**Required work:** Pick out every line in the records below that contains the string "building", copying each one in full. Matching is case-sensitive.

**Entries from a collection:**
※ ※ ※
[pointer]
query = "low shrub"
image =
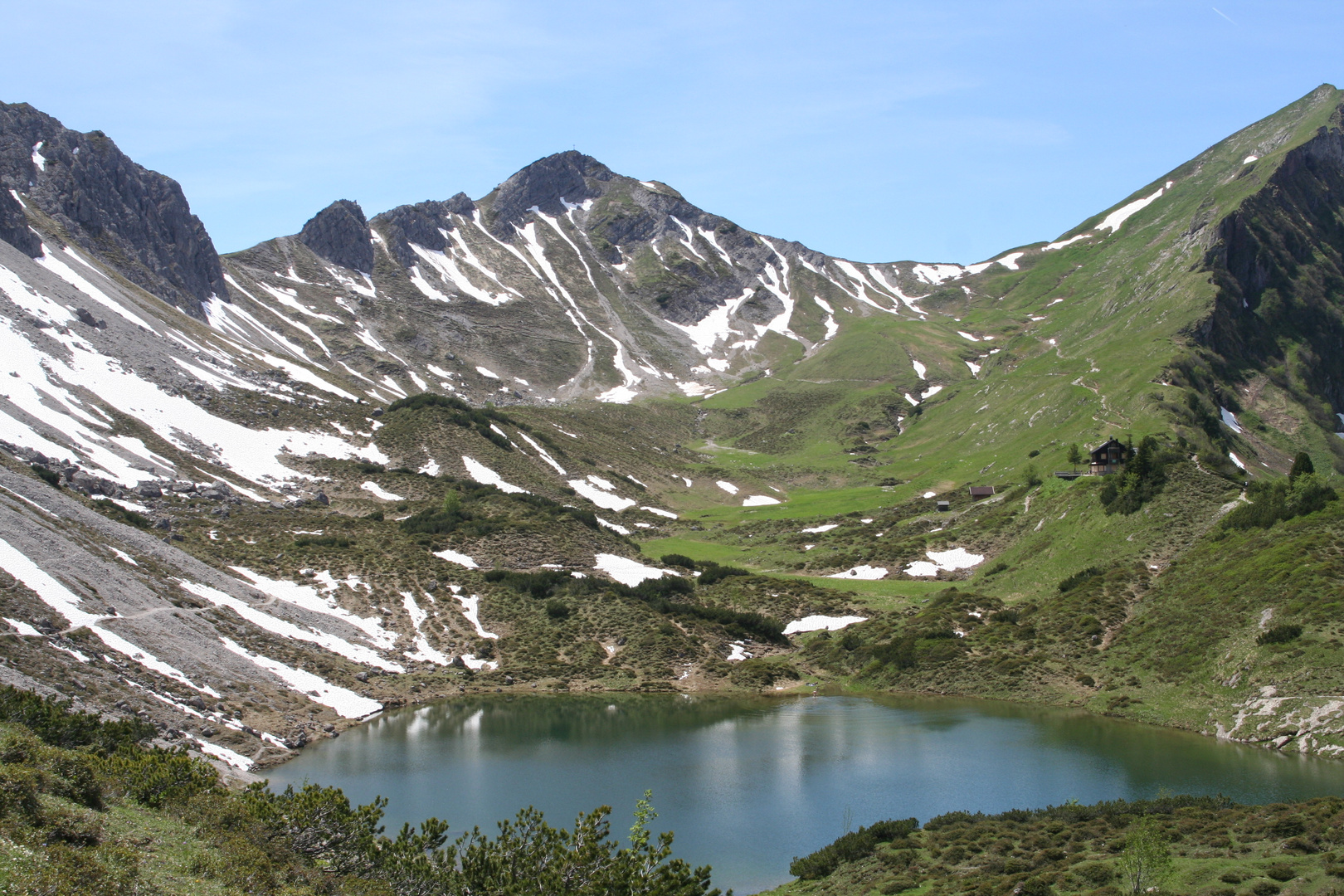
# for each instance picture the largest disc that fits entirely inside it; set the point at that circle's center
(851, 846)
(1281, 872)
(1280, 635)
(1079, 578)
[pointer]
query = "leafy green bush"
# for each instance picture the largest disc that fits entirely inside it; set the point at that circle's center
(763, 672)
(160, 777)
(713, 572)
(56, 724)
(459, 412)
(1079, 578)
(851, 846)
(1142, 480)
(321, 542)
(1281, 872)
(1301, 464)
(1281, 500)
(1280, 635)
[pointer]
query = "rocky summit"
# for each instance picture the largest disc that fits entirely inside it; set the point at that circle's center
(581, 434)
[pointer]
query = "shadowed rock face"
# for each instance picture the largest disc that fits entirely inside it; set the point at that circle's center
(340, 234)
(542, 184)
(422, 225)
(134, 219)
(14, 226)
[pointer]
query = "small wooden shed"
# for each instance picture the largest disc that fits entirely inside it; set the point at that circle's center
(1109, 457)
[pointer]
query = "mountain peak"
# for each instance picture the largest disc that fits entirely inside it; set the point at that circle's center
(116, 210)
(340, 234)
(544, 183)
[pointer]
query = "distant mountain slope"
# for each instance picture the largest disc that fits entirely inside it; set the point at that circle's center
(84, 190)
(348, 429)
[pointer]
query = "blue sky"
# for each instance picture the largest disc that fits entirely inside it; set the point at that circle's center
(874, 130)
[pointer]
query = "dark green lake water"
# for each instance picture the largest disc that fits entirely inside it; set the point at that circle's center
(746, 785)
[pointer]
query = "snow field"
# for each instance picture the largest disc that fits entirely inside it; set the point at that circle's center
(629, 572)
(346, 703)
(472, 610)
(424, 652)
(460, 559)
(860, 572)
(378, 492)
(285, 629)
(308, 598)
(951, 561)
(816, 624)
(1113, 221)
(65, 602)
(597, 496)
(485, 476)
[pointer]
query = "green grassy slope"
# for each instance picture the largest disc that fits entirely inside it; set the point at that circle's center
(1205, 846)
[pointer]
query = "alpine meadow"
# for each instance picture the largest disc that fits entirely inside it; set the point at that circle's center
(582, 437)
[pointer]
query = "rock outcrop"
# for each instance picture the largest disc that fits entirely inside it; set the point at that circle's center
(340, 234)
(134, 219)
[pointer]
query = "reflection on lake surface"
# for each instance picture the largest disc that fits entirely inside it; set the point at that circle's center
(749, 783)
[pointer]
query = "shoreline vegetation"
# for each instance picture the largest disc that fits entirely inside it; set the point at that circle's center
(86, 809)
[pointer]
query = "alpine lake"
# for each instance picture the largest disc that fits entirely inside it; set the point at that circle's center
(749, 783)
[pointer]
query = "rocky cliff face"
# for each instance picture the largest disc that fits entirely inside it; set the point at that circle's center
(340, 234)
(14, 226)
(1278, 261)
(130, 218)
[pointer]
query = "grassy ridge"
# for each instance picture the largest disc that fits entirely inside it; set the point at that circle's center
(1205, 846)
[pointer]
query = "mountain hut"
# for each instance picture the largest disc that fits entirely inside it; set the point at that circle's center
(1109, 457)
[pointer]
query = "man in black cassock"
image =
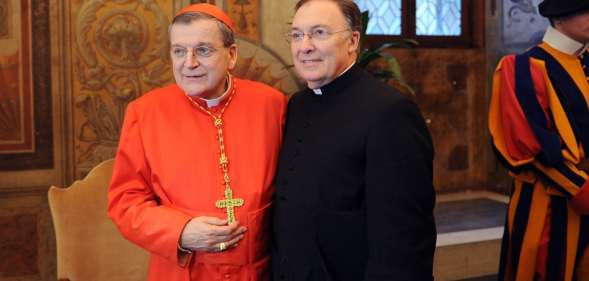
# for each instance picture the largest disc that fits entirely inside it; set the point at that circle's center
(354, 198)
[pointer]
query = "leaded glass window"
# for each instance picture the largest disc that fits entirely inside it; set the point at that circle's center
(438, 17)
(385, 16)
(430, 22)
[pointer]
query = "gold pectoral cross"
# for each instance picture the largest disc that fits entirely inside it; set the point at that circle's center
(229, 203)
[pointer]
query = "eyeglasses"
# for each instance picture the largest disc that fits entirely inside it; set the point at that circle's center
(318, 34)
(179, 52)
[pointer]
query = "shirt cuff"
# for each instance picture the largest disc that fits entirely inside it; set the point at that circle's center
(184, 256)
(580, 202)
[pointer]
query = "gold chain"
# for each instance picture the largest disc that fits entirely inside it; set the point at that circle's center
(229, 202)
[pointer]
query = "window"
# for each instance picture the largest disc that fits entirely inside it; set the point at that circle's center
(433, 23)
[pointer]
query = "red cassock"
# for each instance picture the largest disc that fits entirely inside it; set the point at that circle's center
(167, 172)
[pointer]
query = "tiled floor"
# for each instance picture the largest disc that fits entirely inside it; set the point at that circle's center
(461, 215)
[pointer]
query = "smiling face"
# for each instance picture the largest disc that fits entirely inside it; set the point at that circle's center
(320, 61)
(200, 61)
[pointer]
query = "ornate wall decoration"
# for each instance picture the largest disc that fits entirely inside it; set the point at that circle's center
(25, 104)
(261, 64)
(16, 113)
(120, 51)
(246, 16)
(5, 19)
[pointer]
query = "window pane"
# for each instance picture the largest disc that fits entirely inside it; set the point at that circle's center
(438, 17)
(385, 16)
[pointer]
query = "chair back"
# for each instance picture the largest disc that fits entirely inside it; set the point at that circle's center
(89, 246)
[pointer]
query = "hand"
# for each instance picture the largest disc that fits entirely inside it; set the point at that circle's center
(207, 233)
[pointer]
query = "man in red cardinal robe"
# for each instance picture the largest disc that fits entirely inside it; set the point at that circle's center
(192, 182)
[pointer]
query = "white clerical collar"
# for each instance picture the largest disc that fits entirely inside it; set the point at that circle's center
(563, 43)
(216, 101)
(318, 90)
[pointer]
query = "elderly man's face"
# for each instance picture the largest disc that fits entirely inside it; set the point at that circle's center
(199, 59)
(320, 61)
(576, 27)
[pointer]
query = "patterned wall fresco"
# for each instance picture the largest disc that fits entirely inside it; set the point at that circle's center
(16, 113)
(246, 16)
(25, 104)
(119, 51)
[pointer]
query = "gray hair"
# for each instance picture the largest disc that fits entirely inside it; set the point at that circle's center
(348, 8)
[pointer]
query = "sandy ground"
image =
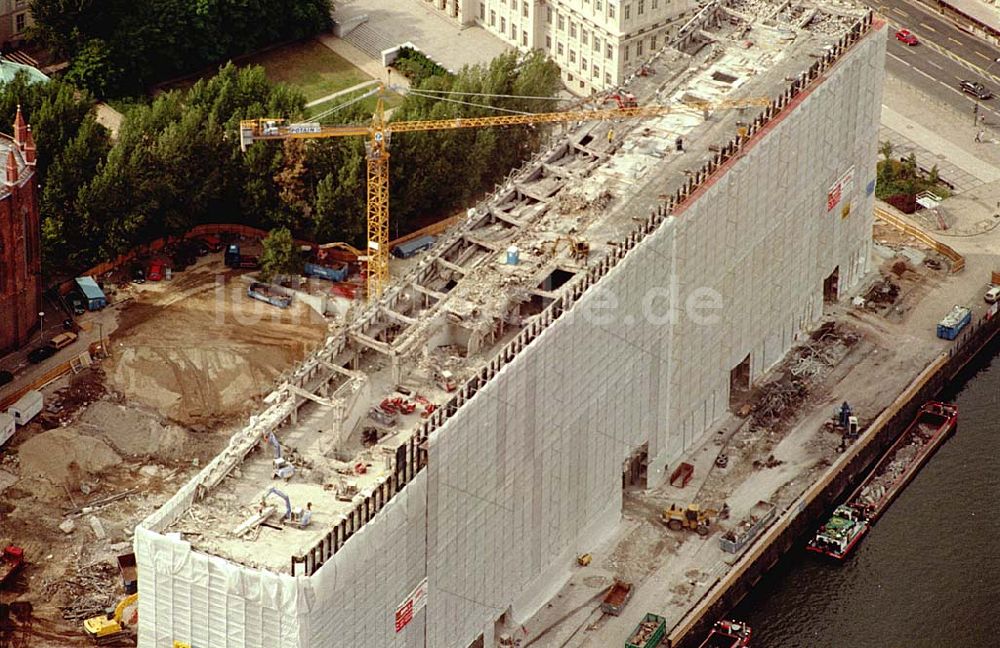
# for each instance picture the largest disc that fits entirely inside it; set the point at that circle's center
(195, 349)
(190, 358)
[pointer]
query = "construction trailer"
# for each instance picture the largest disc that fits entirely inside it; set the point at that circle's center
(93, 297)
(6, 428)
(409, 248)
(954, 322)
(26, 407)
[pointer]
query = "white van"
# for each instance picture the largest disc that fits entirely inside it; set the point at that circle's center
(27, 407)
(6, 428)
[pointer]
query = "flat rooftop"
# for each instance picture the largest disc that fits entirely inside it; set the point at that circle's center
(461, 303)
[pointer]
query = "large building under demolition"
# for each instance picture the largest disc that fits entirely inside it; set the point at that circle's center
(585, 325)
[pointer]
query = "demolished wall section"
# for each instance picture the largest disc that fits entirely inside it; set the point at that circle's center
(762, 236)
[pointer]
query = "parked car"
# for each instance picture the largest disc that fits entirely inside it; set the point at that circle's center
(41, 353)
(155, 271)
(907, 37)
(248, 261)
(976, 89)
(212, 242)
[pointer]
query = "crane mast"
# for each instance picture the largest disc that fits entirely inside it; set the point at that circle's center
(377, 151)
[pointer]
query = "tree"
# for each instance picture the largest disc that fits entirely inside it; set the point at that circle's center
(94, 68)
(279, 255)
(885, 148)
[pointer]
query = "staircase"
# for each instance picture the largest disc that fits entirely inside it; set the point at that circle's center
(369, 40)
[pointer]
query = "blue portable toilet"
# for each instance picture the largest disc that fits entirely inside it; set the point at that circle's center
(93, 296)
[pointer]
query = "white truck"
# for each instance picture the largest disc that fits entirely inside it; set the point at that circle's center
(6, 428)
(27, 407)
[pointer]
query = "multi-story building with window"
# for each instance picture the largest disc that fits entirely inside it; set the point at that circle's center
(596, 43)
(15, 18)
(20, 254)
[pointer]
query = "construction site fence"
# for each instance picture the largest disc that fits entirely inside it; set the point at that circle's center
(322, 551)
(801, 515)
(956, 260)
(285, 410)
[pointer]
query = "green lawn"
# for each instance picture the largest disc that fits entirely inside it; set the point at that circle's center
(309, 66)
(391, 100)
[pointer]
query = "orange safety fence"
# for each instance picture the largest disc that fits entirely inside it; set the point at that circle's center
(41, 381)
(245, 231)
(957, 260)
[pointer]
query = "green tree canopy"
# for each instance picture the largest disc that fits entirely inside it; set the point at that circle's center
(279, 257)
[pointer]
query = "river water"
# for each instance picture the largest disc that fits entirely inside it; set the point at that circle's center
(928, 573)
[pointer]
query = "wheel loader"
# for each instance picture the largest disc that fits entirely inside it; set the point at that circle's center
(693, 518)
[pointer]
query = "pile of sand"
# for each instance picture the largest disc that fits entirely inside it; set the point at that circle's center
(196, 353)
(133, 432)
(64, 455)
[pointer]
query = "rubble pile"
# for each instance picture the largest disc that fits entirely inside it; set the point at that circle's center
(903, 457)
(86, 593)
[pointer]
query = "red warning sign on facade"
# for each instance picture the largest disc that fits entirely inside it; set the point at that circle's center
(413, 604)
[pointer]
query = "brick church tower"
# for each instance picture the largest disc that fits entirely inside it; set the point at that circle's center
(20, 239)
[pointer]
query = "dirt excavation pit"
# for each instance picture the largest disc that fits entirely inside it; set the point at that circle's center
(64, 456)
(199, 351)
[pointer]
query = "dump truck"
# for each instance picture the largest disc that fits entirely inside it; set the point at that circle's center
(130, 575)
(649, 633)
(263, 292)
(618, 595)
(325, 272)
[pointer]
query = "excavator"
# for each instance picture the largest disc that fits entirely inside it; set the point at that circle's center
(693, 518)
(108, 628)
(578, 250)
(295, 517)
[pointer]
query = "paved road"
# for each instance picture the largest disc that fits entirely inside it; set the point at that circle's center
(945, 56)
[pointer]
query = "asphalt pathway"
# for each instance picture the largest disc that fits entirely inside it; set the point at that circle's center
(945, 56)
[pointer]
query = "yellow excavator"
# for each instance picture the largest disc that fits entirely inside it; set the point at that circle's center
(693, 518)
(109, 627)
(578, 250)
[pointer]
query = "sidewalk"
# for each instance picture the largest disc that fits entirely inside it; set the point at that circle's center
(938, 135)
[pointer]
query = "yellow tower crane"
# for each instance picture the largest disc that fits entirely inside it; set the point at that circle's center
(377, 152)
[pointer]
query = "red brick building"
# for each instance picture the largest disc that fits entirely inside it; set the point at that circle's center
(20, 239)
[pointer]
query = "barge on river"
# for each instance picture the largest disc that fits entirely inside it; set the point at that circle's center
(850, 521)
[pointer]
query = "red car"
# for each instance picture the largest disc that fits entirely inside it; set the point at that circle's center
(906, 36)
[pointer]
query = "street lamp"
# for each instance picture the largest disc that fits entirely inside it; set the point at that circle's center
(975, 109)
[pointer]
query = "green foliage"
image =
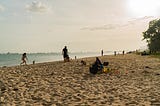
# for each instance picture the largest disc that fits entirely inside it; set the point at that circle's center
(152, 36)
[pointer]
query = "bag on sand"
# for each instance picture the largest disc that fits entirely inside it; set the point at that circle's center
(93, 69)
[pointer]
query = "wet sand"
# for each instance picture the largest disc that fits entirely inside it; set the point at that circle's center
(133, 81)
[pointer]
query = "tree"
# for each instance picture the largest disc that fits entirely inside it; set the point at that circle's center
(152, 36)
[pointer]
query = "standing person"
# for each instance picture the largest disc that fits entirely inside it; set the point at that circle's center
(65, 54)
(115, 53)
(24, 58)
(123, 52)
(102, 52)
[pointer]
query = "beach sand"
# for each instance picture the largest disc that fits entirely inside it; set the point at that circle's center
(133, 81)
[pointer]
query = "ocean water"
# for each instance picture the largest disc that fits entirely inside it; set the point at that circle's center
(13, 59)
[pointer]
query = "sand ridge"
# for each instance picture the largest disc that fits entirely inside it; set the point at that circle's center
(66, 84)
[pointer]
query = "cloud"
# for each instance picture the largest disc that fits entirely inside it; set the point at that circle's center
(37, 6)
(116, 26)
(1, 8)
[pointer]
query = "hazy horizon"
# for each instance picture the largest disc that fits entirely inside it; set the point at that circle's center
(82, 25)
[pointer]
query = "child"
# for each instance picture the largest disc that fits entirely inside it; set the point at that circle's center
(24, 58)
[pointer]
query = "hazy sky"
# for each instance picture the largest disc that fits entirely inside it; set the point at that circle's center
(82, 25)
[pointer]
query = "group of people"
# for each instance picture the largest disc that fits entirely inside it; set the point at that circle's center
(64, 53)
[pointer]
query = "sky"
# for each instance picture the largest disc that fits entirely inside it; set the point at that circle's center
(81, 25)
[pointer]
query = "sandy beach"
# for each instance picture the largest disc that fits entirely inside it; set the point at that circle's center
(134, 80)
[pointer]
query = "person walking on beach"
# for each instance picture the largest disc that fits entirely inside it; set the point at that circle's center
(65, 54)
(123, 52)
(101, 52)
(24, 58)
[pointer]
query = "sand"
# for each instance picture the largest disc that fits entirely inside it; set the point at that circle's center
(133, 81)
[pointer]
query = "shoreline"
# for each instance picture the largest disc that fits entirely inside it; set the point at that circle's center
(57, 83)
※ ※ ※
**Exercise response:**
query = "large building under demolition"
query = "multi-story building with window"
query = "red brick building"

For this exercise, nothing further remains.